Do this :: Reproduce the records below word for word, beginning with the line that contains "Practice step: label each instance of the rectangular" and continuing through the line that contains "Practice step: label each instance of the ceiling air".

Record excerpts ::
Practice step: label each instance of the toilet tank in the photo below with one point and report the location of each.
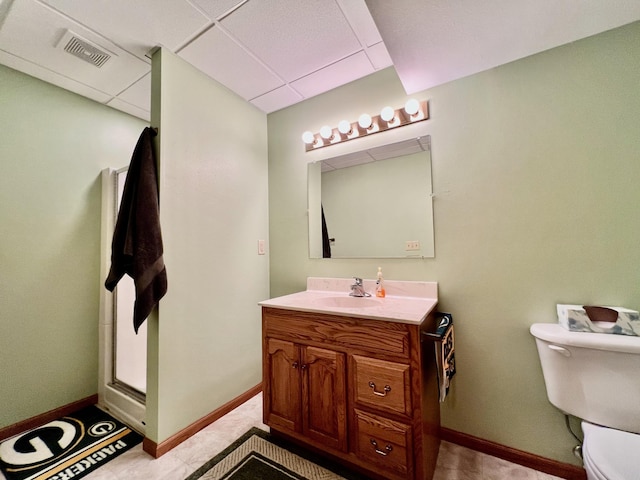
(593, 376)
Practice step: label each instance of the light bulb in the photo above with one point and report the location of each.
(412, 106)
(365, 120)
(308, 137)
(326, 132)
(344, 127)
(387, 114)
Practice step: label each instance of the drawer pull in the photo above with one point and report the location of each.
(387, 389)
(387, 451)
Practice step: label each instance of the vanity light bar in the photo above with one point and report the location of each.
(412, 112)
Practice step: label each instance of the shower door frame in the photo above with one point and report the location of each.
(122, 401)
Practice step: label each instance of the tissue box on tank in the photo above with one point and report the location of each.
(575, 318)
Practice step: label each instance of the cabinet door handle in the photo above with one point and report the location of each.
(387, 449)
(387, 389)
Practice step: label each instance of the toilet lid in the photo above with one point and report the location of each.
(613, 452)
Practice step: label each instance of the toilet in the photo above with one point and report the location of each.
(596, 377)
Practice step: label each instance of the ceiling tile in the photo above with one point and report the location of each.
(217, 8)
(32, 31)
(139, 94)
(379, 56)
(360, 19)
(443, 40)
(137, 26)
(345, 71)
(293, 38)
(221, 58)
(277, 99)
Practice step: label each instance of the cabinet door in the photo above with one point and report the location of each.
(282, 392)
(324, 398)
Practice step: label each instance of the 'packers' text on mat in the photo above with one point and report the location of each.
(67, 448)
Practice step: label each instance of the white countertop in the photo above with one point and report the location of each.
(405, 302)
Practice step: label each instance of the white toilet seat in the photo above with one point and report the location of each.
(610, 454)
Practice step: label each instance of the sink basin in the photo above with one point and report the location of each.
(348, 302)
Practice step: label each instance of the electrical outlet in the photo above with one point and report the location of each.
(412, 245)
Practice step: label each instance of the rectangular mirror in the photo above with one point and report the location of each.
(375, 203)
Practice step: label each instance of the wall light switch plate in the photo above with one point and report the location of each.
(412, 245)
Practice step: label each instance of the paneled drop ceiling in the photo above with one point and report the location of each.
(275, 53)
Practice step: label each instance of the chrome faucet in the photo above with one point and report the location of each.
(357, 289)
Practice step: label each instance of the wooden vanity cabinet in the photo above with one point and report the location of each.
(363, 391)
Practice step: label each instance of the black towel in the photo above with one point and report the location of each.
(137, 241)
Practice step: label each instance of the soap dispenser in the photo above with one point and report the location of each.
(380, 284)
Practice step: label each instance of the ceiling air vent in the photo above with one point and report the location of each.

...

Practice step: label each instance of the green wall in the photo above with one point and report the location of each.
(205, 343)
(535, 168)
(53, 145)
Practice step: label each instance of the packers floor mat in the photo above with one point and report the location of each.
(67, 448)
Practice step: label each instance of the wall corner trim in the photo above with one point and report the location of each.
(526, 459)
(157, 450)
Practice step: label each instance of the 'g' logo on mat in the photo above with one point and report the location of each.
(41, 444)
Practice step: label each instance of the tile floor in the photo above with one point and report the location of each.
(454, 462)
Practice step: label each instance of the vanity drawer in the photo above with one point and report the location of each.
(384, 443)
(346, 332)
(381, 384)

Task answer ::
Practice step: label each instance of the rectangular mirror in the photo above with one point and report the location of each.
(375, 203)
Practice step: label each instance of the wall light switch plate in the photo above with one point and report the location of each.
(412, 245)
Practice step: label each instance of the paneled drop ceiling in the photo above with one point and report the location of each.
(275, 53)
Practice step: label each instance of the chrome faucet in the photo above with one point and report the location of each.
(357, 289)
Practice step: label each instance of the wooden vanity cabinet in the photo above with one point and report the location of each.
(363, 391)
Practice step: label each instance of the black towel in the photo above with one point and report the location of each.
(137, 241)
Practice step: label each instance of the soap dispenser in the photo above with one point and report the location of each.
(380, 284)
Practice step: label each instance of the ceiling air vent in the photo above with one point and report the location of each.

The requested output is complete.